Consigna: Reproduce el pasaje del texto sobre la Marcha de la Dignidad que comienza en "Puede entonces resultar" y termina en "que construyó Fujimori.", actualizándolo con "feria" en lugar de "verbena".

+++ Bloque de texto +++

No en vano, Leopoldo María Panero, el gran poeta maldito español resumió ese país y ese tiempo con una frase lapidaria: “España es una enfermedad mental”.
Ese lapsus psicológico colectivo fue lo que el imaginario político hispanoamericano convino en llamar “la transición española”. Nos dijeron que aquel proceso político fue un evento “modélico”, la cartilla que se debería seguir después de cada dictadura y la única que garantizaba el tránsito al reino de la social democracia, al estilo europeo.
Pero no le ha durado mucho el lustre a la democracia de la post guerra en Europa. Ya empieza a hacer agua, abrumada por la crisis económica, la abstención electoral, el auge de los fascismos locales y el descrédito casi total por la clase política, que el electorado percibe como servidores abyectos de la banca y las grandes corporaciones. Por supuesto, esto nunca aparece en el retrato oficial que hacen de sí mismas las sociedades europeas en su medios de comunicación; pero no hay dudas que este retrato ya está instalado en el inconsciente colectivo, y que a medida que la crisis aprieta empieza a emerger cada vez más nítido y consciente.
Es en este contexto en el que la apatía se transforma en entusiasmo y la abstención en participación, donde aparece en España el primer movimiento de indignación ciudadana, llamado 15 M el año 2011, seguido de movimientos sectoriales llamados “mareas ciudadanas” que en diversos momentos han resistido los ataques contra los derechos sociales. El pasado sábado 22 de Marzo, confluyeron en Madrid decenas de miles de manifestantes provenientes de seis columnas ciudadanas de todos los rincones de España; ya en la capital, el delta humano se convirtió en océano ciudadano.
Y aunque este evento multitudinario fue ocultado por la prensa y televisión local, los medios independientes (especialmente digitales) mostraron su verdadera dimensión. No fueron pues, 40 mil personas “protestando contra los recortes presupuestales” sino más de millón y medio de ciudadanos, donde era notoria la ausencia de la bandera nacional de España, pero abrumador el número de banderas republicanas. Los analistas más neutrales afirman que en esta marcha, llamada de “La Dignidad”, hubo más personas manifestándose en Madrid, que cuando la selección española consiguió el último campeonato mundial de fútbol.
Puede entonces resultar útil establecer analogías entre la Marcha de los Cuatro Suyos hecha en el Perú en el año 2000 y esta última, de La Dignidad, en España. Ambas se parecen en que intentan horizontalizar el poder y la sociedad; se parecen en que tuvieron una gran participación popular. Pero difieren en todo lo demás: mientras la del Perú fue liderada por Toledo y los partidos que fueron desplazados de la ubre del Estado por Fujimori; la otra contó con la ausencia notoria de partidos políticos; digamos que se formó y organizó autónomamente desde abajo; y desde abajo decidió su dirección. Finalmente, la Marcha de los Cuatro Suyos terminó con lavandería de teatro y revolución de verbena, para luego seguir construyendo el segundo piso de la casa que construyó Fujimori.
La que acaba de ocurrir en España no acaba con pedidos de mesas de acuerdos nacionales, de lucha contra la pobreza, o de mesas de diálogo sobre conflictos específicos, sino con una convicción muy clara: Ningún político ni menos partido político alguno está en condiciones de resolver los graves problemas que afectan la ciudadanía. Ésta tiene que organizarse y actuar autónoma y pacíficamente, sabiendo que la democracia es incompatible con cualquier monarquía y el régimen de excepción que gozan la banca y las grandes corporaciones.
A la luz de este dinamismo social y contradiciendo a Fukuyana, es posible avizorar que la historia todavía no se ha acabado y que no solamente vive en los libros, sino que, además de eso, tiene muchas páginas en blanco, donde hay mucho aún por escribir.

+++ Datos extraídos +++

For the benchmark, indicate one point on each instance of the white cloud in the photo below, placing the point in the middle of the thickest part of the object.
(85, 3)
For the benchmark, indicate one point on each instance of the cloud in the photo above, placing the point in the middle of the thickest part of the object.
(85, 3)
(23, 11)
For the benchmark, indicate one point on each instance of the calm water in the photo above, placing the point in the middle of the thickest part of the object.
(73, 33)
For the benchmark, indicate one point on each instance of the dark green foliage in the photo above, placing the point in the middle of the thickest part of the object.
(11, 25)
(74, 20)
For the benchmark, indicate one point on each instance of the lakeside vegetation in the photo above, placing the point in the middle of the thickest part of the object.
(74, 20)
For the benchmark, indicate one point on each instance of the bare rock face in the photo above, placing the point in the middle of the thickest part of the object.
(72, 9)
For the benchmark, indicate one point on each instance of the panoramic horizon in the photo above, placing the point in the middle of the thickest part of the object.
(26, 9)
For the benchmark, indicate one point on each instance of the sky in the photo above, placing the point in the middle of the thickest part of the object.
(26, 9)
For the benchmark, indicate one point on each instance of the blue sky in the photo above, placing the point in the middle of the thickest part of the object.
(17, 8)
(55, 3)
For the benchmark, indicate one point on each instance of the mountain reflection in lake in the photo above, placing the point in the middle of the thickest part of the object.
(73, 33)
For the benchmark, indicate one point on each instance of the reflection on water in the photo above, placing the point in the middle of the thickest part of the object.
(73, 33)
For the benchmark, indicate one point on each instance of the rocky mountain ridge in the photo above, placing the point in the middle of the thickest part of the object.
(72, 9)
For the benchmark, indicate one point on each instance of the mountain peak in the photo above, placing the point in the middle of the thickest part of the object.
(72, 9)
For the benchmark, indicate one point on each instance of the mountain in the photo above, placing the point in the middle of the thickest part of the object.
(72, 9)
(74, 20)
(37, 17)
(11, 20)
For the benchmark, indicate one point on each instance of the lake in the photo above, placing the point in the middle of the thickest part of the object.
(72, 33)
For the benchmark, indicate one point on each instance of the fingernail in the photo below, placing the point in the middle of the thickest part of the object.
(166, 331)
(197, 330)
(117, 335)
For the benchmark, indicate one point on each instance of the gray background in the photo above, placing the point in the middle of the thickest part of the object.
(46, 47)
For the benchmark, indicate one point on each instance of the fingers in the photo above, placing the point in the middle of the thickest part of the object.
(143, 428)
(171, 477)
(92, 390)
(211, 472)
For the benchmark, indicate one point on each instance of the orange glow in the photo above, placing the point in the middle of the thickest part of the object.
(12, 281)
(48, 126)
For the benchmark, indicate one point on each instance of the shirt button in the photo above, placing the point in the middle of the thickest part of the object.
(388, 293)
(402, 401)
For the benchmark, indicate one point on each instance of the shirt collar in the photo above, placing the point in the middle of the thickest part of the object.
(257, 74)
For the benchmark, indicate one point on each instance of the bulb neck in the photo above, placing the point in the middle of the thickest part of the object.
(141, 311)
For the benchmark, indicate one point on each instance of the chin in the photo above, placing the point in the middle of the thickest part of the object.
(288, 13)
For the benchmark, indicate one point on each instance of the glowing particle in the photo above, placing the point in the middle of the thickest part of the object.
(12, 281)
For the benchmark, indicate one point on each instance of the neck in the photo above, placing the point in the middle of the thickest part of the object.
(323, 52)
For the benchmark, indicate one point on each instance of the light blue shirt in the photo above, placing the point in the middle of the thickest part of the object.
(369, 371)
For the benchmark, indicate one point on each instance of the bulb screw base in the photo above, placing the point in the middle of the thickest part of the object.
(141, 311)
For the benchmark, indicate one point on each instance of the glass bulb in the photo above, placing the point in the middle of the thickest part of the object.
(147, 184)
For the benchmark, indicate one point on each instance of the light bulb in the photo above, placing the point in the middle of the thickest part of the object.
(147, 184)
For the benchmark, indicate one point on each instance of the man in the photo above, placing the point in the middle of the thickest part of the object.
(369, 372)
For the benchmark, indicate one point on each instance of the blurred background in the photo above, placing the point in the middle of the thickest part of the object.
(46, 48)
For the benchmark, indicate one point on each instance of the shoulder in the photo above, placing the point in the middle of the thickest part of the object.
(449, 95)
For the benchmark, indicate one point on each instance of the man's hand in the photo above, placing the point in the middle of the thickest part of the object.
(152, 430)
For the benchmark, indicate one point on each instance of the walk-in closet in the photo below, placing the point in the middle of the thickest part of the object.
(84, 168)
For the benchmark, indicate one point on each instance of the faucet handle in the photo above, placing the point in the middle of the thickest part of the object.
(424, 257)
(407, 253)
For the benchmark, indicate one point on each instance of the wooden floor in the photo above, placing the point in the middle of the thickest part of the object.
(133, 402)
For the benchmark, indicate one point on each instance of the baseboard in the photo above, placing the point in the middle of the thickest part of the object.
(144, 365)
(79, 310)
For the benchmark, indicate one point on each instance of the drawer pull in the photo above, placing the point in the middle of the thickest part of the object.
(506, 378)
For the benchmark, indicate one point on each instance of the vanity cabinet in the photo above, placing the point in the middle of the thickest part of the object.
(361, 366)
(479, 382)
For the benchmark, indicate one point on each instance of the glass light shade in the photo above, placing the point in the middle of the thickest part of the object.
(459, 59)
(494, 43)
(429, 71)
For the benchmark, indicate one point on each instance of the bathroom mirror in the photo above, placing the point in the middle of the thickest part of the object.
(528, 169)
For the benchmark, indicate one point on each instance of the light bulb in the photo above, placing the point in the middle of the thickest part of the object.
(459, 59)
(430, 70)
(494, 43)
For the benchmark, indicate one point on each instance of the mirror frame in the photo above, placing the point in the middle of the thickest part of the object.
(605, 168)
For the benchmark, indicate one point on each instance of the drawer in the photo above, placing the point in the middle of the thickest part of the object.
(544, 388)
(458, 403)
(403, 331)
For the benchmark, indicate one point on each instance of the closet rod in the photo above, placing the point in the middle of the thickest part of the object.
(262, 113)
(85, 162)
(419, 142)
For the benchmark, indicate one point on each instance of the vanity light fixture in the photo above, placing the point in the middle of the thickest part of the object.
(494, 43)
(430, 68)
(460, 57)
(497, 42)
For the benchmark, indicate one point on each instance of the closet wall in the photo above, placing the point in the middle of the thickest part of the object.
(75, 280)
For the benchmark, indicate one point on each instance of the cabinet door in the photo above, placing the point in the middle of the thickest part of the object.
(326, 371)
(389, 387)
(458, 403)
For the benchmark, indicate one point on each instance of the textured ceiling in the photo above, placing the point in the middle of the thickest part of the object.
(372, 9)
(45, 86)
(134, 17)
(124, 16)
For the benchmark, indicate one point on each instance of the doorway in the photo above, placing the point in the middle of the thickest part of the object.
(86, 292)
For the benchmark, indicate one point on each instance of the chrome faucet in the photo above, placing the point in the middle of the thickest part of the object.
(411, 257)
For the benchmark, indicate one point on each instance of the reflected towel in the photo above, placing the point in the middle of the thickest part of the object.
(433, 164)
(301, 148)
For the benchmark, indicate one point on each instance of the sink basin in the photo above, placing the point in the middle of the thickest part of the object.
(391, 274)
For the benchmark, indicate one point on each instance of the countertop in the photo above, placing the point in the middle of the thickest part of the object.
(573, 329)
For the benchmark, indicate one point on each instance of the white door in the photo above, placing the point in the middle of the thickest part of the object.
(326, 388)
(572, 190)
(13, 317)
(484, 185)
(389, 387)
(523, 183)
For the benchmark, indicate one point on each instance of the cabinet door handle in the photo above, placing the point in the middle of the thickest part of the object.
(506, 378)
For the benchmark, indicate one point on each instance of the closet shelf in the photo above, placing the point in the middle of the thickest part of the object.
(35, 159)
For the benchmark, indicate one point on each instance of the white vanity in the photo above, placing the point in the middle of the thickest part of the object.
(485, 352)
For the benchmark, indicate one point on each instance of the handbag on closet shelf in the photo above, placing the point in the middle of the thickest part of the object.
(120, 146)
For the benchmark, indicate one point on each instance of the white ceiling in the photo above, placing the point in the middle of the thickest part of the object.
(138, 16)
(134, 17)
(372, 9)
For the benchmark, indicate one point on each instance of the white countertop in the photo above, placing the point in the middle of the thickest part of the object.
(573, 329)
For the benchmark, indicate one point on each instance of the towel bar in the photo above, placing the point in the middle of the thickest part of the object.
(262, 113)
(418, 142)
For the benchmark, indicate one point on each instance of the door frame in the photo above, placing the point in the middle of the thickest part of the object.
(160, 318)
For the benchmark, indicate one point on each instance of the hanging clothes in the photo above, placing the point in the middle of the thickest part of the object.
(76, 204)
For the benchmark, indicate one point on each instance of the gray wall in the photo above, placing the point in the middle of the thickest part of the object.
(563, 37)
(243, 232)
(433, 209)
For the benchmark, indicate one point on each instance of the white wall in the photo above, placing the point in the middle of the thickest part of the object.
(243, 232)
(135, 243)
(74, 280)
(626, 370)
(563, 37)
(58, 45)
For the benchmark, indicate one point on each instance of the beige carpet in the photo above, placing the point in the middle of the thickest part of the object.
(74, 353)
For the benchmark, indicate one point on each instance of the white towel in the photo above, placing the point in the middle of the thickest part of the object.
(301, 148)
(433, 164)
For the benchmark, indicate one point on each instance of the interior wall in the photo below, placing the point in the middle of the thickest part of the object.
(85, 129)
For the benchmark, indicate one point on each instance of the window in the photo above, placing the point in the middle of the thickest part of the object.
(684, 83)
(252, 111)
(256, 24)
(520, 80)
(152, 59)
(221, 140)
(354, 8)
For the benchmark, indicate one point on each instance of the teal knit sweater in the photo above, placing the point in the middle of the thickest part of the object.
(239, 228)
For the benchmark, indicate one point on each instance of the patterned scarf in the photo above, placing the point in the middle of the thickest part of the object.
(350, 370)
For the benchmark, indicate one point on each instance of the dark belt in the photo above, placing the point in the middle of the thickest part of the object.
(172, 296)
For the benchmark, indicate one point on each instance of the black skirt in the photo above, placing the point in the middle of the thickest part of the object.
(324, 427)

+++

Respuesta al ejercicio:
Puede entonces resultar útil establecer analogías entre la Marcha de los Cuatro Suyos hecha en el Perú en el año 2000 y esta última, de La Dignidad, en España. Ambas se parecen en que intentan horizontalizar el poder y la sociedad; se parecen en que tuvieron una gran participación popular. Pero difieren en todo lo demás: mientras la del Perú fue liderada por Toledo y los partidos que fueron desplazados de la ubre del Estado por Fujimori; la otra contó con la ausencia notoria de partidos políticos; digamos que se formó y organizó autónomamente desde abajo; y desde abajo decidió su dirección. Finalmente, la Marcha de los Cuatro Suyos terminó con lavandería de teatro y revolución de feria, para luego seguir construyendo el segundo piso de la casa que construyó Fujimori.